● **EXERCISE INSTRUCTIONS**
An exact copy of the lines from the one containing "object_query: distant hill" through the last line below is required; include both of those lines and no others.

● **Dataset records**
<<<<
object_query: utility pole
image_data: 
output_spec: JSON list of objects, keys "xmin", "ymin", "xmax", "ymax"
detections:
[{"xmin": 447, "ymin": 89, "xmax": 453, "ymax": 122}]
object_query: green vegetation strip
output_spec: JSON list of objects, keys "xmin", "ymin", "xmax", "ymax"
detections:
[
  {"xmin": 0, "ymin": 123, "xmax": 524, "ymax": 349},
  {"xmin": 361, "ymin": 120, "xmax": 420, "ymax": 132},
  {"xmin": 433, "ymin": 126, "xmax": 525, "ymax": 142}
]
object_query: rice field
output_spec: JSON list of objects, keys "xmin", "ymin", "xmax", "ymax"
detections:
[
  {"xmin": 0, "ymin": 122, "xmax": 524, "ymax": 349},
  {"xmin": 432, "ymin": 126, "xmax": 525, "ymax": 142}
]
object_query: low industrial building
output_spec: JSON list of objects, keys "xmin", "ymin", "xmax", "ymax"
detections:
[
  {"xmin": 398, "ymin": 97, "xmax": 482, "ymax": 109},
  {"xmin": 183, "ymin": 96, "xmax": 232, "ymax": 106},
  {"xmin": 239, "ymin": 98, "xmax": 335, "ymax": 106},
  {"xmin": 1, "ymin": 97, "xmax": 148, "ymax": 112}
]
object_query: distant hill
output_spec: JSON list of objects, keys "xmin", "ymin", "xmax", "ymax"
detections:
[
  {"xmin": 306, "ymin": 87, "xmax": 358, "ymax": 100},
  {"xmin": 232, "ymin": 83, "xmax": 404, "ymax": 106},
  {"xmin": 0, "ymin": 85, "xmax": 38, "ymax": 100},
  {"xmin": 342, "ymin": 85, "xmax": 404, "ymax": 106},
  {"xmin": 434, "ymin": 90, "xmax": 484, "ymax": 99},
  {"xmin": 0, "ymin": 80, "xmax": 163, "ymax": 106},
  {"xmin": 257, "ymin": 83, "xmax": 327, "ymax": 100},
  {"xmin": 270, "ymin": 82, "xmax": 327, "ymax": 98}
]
>>>>
● **RESULT BELOW**
object_query: distant hill
output_spec: JSON list of objects, keys "xmin", "ymin", "xmax", "ymax"
detections:
[
  {"xmin": 306, "ymin": 87, "xmax": 358, "ymax": 100},
  {"xmin": 232, "ymin": 83, "xmax": 404, "ymax": 106},
  {"xmin": 0, "ymin": 85, "xmax": 38, "ymax": 100},
  {"xmin": 342, "ymin": 85, "xmax": 404, "ymax": 106},
  {"xmin": 434, "ymin": 90, "xmax": 484, "ymax": 99},
  {"xmin": 0, "ymin": 80, "xmax": 163, "ymax": 106},
  {"xmin": 257, "ymin": 83, "xmax": 327, "ymax": 100},
  {"xmin": 270, "ymin": 82, "xmax": 327, "ymax": 98}
]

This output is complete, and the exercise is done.